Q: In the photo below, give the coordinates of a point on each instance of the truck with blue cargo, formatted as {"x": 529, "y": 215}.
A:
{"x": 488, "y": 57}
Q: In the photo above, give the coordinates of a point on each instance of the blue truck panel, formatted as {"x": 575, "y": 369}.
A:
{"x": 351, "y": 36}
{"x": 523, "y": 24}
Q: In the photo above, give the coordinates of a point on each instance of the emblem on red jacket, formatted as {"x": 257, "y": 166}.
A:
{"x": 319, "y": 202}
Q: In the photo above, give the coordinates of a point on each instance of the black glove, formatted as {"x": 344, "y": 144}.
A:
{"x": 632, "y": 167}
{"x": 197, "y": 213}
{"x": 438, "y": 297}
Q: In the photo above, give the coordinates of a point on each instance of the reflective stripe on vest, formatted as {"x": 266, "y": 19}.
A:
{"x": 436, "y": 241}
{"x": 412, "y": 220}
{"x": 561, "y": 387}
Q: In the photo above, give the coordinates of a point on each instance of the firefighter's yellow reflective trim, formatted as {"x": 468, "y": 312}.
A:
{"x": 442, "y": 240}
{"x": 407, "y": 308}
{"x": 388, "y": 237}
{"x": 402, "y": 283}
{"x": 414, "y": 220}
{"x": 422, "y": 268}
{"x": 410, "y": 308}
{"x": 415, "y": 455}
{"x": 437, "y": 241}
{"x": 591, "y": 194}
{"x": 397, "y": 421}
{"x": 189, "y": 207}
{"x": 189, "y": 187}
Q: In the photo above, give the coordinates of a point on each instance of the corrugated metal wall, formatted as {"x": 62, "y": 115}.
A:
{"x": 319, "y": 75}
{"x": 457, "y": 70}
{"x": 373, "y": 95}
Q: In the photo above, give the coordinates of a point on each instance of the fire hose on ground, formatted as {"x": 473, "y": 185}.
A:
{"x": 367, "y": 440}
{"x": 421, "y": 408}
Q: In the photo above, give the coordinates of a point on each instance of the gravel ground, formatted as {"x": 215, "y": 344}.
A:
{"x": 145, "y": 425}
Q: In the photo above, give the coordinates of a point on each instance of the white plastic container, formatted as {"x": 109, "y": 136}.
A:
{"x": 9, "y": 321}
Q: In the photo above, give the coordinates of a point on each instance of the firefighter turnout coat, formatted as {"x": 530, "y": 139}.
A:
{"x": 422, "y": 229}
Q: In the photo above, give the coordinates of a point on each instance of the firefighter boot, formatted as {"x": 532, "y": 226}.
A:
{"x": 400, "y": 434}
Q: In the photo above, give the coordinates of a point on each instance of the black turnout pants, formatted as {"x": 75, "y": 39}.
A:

__________

- **EXERCISE**: Take the lines from the one containing "of the gravel" through the end of the data and write them out again, substituting "white plastic jug" for "white plastic container" and leaving everything else unchanged.

- **RESPONSE**:
Q: In the photo above, give the coordinates of a point on each instance of the gravel ground, formatted as {"x": 215, "y": 344}.
A:
{"x": 145, "y": 425}
Q: In the photo above, give the coordinates of a point on each instance of the white plastic jug, formatted as {"x": 109, "y": 136}.
A:
{"x": 9, "y": 321}
Q: In the photo above, give the coordinates of a point on each instance of the firefighter turnout coat, formatted as {"x": 530, "y": 139}.
A:
{"x": 422, "y": 229}
Q: In the photo above, give the coordinates of a point on each instance of the firefighter boot, formatted as {"x": 532, "y": 226}.
A:
{"x": 400, "y": 434}
Q: In the photo above, give the coordinates of a point on each instance of the black turnout pants, formatted as {"x": 75, "y": 39}.
A:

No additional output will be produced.